Source data:
------------------------------------------------------------
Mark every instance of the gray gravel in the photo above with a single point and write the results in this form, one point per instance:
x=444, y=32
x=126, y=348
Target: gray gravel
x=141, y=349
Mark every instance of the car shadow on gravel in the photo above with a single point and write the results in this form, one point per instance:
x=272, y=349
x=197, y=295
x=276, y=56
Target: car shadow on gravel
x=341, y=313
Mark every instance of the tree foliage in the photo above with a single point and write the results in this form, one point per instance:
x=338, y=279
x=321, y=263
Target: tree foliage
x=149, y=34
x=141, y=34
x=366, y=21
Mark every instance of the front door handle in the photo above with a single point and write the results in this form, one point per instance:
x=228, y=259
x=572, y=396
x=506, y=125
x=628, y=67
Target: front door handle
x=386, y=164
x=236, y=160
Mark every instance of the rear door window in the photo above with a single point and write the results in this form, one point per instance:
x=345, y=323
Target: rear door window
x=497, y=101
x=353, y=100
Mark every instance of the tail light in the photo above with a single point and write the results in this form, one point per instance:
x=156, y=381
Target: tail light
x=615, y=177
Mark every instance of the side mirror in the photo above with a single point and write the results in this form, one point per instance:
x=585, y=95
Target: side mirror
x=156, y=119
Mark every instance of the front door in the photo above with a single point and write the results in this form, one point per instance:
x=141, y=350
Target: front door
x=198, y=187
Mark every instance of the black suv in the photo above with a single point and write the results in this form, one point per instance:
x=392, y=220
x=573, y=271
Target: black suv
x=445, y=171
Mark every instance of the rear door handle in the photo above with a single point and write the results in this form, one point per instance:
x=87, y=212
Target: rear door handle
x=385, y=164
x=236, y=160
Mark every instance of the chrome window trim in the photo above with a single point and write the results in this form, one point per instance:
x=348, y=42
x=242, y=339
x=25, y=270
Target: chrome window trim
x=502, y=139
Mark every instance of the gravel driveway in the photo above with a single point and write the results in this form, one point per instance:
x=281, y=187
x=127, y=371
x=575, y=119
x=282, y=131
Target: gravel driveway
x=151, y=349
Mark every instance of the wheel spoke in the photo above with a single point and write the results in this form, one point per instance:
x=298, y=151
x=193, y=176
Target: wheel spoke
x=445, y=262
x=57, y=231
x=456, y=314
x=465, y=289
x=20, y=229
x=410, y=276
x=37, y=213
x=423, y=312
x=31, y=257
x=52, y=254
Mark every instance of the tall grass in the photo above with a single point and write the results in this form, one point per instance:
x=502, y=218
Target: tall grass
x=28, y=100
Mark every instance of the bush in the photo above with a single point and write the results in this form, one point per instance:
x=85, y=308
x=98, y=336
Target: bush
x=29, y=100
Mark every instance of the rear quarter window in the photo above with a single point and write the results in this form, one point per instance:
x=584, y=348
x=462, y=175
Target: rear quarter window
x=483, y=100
------------------------------------------------------------
What is being asked: Copy every line of the records above verbatim, from the first to the last.

Solution to the exercise:
Mark every instance of the gray gravel in the photo above with a single point and write the results in this form, one point per instance:
x=444, y=32
x=126, y=348
Target: gray gravel
x=141, y=349
Mark every instance of the car shadow on gravel in the photo above with a single point and write the results in this form, one point per instance:
x=272, y=349
x=197, y=295
x=276, y=56
Target: car shadow on gravel
x=341, y=313
Mark every instance of the tree foliage in the photo above with a single point and write the results in this form, one point per instance:
x=338, y=279
x=321, y=263
Target: tree foliage
x=149, y=34
x=141, y=34
x=366, y=21
Mark every instance of the front door handle in the photo above with a single point and write the results in this form, one point per instance:
x=228, y=259
x=572, y=396
x=506, y=125
x=628, y=67
Target: front door handle
x=386, y=164
x=236, y=160
Mark every instance of the rear door window in the photo above with a single point and write the results in this form, one point per instance:
x=345, y=323
Target: rear door window
x=497, y=101
x=353, y=100
Mark every instance of the tail light in the photo above with a single point and write the results in this form, one point per instance:
x=156, y=381
Target: tail light
x=615, y=177
Mark every instance of the side mirror in the photo above with a single point and write the results in this form, one point per instance:
x=585, y=95
Target: side mirror
x=156, y=119
Mark every instance of the front door in the photo above with a single point and write the results in this form, one point per instance:
x=141, y=350
Target: front door
x=198, y=187
Mark every instance of the black suv in the photo above with a single point and write the results in this form, one point per instance:
x=392, y=220
x=573, y=271
Target: black suv
x=445, y=171
Mark every instance of the rear door handle in the photo above with a single point and write the results in this form, one point per instance:
x=87, y=212
Target: rear door handle
x=385, y=164
x=236, y=160
Mark every instance of the chrome window trim in the photo above with a single point and write the results in this form, one point per instance:
x=348, y=42
x=242, y=339
x=25, y=270
Target: chrome window trim
x=502, y=139
Mark every instance of the gravel driveway in the photo above with a single point and write the results in this form, one point per instance:
x=281, y=187
x=127, y=371
x=575, y=119
x=282, y=131
Target: gravel driveway
x=151, y=349
Mark every instance of the wheel spoke in the photo above with a single point and write the results in this form, one point per instance:
x=298, y=151
x=193, y=176
Target: wheel spoke
x=445, y=262
x=57, y=231
x=456, y=314
x=465, y=289
x=20, y=229
x=410, y=276
x=37, y=213
x=423, y=312
x=31, y=257
x=52, y=254
Mark every instance of the tall grass in the photo above with a single point and write the results in this form, one point per instance:
x=502, y=218
Target: tall grass
x=28, y=100
Mark every instance of the bush in the photo above with a single point and write the results in this form, one point per instance:
x=85, y=308
x=98, y=336
Target: bush
x=29, y=100
Mark every instance of the rear quarter window in the photo above with a single point and write the results in this form, one point per instance:
x=584, y=348
x=462, y=175
Target: rear quarter window
x=483, y=100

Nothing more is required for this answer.